→ What to produce: Render every entry verbatim.

→ Records supplied:

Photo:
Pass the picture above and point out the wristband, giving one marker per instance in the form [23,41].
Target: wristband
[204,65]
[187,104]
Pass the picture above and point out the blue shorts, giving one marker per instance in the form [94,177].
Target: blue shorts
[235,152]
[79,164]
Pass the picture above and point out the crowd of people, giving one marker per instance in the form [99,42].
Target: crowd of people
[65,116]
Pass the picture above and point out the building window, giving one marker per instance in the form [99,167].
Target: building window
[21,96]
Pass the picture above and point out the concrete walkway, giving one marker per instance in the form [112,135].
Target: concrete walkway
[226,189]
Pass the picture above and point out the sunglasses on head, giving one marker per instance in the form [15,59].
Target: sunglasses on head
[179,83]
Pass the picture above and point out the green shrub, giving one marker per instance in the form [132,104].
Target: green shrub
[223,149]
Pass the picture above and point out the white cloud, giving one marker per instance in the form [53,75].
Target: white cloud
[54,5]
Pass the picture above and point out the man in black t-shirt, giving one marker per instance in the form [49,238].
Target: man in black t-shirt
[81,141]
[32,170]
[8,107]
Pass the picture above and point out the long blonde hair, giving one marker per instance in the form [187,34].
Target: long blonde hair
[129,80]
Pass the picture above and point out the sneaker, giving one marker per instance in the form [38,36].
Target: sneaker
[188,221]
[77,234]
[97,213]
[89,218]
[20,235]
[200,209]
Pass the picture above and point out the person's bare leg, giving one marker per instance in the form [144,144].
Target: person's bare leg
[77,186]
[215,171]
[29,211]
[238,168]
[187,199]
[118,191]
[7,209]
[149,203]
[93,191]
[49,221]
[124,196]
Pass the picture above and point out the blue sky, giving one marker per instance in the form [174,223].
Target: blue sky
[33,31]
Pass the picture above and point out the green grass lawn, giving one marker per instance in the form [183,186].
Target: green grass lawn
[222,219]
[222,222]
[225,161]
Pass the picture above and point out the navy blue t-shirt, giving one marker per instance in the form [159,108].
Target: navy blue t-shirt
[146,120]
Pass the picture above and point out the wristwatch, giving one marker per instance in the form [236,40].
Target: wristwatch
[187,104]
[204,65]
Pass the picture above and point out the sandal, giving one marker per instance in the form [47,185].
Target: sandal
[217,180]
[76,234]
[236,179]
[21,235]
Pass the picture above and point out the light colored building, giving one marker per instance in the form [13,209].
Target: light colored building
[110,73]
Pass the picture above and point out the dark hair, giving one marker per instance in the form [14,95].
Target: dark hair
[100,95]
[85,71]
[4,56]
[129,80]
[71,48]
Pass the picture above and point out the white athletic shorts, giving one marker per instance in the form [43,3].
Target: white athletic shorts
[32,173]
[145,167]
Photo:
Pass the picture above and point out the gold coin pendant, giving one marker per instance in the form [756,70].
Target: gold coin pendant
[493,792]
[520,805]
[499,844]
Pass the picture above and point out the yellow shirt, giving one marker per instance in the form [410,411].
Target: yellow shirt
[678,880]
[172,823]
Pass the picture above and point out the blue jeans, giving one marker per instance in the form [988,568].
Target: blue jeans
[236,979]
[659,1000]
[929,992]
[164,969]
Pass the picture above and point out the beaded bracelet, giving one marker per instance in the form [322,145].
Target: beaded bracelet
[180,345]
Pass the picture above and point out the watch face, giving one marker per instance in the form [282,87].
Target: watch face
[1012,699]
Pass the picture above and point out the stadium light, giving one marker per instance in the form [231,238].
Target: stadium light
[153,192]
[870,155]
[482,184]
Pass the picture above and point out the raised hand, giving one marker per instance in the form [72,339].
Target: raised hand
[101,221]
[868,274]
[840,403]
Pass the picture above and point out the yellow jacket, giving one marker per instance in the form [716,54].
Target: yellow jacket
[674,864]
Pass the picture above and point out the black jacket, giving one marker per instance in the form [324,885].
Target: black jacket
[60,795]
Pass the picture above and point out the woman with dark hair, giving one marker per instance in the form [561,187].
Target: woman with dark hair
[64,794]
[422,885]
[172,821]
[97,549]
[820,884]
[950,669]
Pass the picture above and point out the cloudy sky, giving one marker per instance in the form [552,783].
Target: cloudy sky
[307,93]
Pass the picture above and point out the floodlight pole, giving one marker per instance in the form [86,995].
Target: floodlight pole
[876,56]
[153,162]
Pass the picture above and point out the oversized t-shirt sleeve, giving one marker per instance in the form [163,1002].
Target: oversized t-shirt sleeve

→ Reply to the task:
Photo:
Pass the picture above and point out the wristband, giving one marker per instance in the form [23,41].
Target: wristband
[204,65]
[187,104]
Pass the picture above and point out the blue shorts, giving one marker per instance in the form [94,177].
Target: blue shorts
[235,152]
[79,164]
Pass the picture above and point out the crowd of people, giving one marker per instance in the form [99,42].
Target: crowd of people
[65,116]
Pass the picture above and point out the building window, giving one marker per instance in the form [99,167].
Target: building window
[21,96]
Pass the picture above and point out the concrete walkway, giving one marker per instance in the form [112,135].
Target: concrete walkway
[226,189]
Pass the picture above and point out the sunglasses on head, giving one marker per instance in the form [15,59].
Target: sunglasses on head
[179,83]
Pass the picture above and point out the green shrub, giving one marker per instance in the form [132,104].
Target: green shrub
[223,149]
Pass the picture above and point out the white cloud, giving one marker per instance in the form [53,75].
Target: white cloud
[54,5]
Pass the picture above and point out the man in black t-shirt, giving one marker per instance in the form [49,238].
Target: man in black t-shirt
[81,141]
[32,170]
[8,107]
Pass the picture above and point out the long blonde hair, giving one marker per instance in the form [187,34].
Target: long blonde hair
[129,80]
Pass the picture above and point out the sneaker, giving one marker per instance in the form [38,36].
Target: sneaker
[188,221]
[77,234]
[97,213]
[89,218]
[20,235]
[200,209]
Pass the picture above and point out the person's bare leg, giving one marker per instance in the form [144,144].
Target: person's bare leg
[77,186]
[215,171]
[29,211]
[238,168]
[187,199]
[118,191]
[7,209]
[149,203]
[93,191]
[49,221]
[124,196]
Pass the picture above and point out the blue sky, giving one marker per instance in the form [174,223].
Target: blue sky
[33,31]
Pass the picture above and point out the green grass lawn, giving one marker per instance in the form [183,186].
Target: green grass lawn
[222,219]
[222,222]
[225,161]
Pass the picture above and point out the navy blue t-shirt, giving one marker per instance in the form [159,108].
Target: navy blue t-shirt
[146,120]
Pass the picture above and point out the wristwatch, giving one marker per instance in the form [236,40].
Target: wristwatch
[187,104]
[204,65]
Pass the picture above and point out the sandal, giving one marker per instance in the form [47,185].
Target: sandal
[217,180]
[76,234]
[236,179]
[21,235]
Pass the picture above and point out the light colored building, giving one marker per instance in the form [13,209].
Target: light colored building
[110,73]
Pass the picture above and point out the dark hair, giving one marker per instance in the form [14,95].
Target: dark hair
[100,95]
[85,71]
[4,56]
[129,80]
[71,48]
Pass the picture above and point out the white athletic shorts, giving one marker per instance in the form [43,3].
Target: white athletic shorts
[32,173]
[145,167]
Photo:
Pass the picture above and point out the gold coin pendant, giving one marker per instance in the form [756,70].
Target: gold coin pendant
[493,792]
[520,805]
[499,844]
Pass the picture above and point out the yellow shirt, giving one marker per instance in the form [410,411].
Target: yellow shirt
[678,880]
[172,823]
Pass the picture above and point out the blue jeans, giving one marker per instance in the form [988,568].
Target: blue jeans
[236,979]
[659,1000]
[929,992]
[164,969]
Pass the picture above and point out the beaded bracelet, giving one marker per instance in the form [322,145].
Target: beaded bracelet
[180,345]
Pass the picture above and point out the watch face, giving one marker per instance in the form [282,87].
Target: watch face
[1012,699]
Pass the picture above and point out the stadium light, giving one marker per instance in the form [231,238].
Target: stadium light
[153,192]
[870,155]
[482,184]
Pass the picture above and point out the raised hand, giving one marker per instance in the form [72,339].
Target: raised hand
[101,221]
[868,274]
[840,403]
Pass the picture above and point out the yellow jacket, giving one marker per instance in the form [716,54].
Target: yellow jacket
[674,864]
Pass the picture above and point out the black jacket, giving one marker per instance in the form [324,885].
Target: black jacket
[60,795]
Pass the picture above and point out the woman with dark hair, giving one marker per instance in the form [561,187].
Target: woman with dark hair
[64,794]
[422,885]
[172,821]
[97,549]
[820,884]
[950,669]
Pass the picture above and point out the cloudy sky, giving one marker per instance in the form [552,783].
Target: cloudy sky
[307,93]
Pass the picture above and point out the floodlight pole, giving one marker per instance in the form [86,995].
Target: floodlight pole
[876,56]
[153,162]
Pass the picture above and point out the oversized t-shirt sleeve, giving one marker per instance in the form [163,1002].
Target: oversized t-shirt sleeve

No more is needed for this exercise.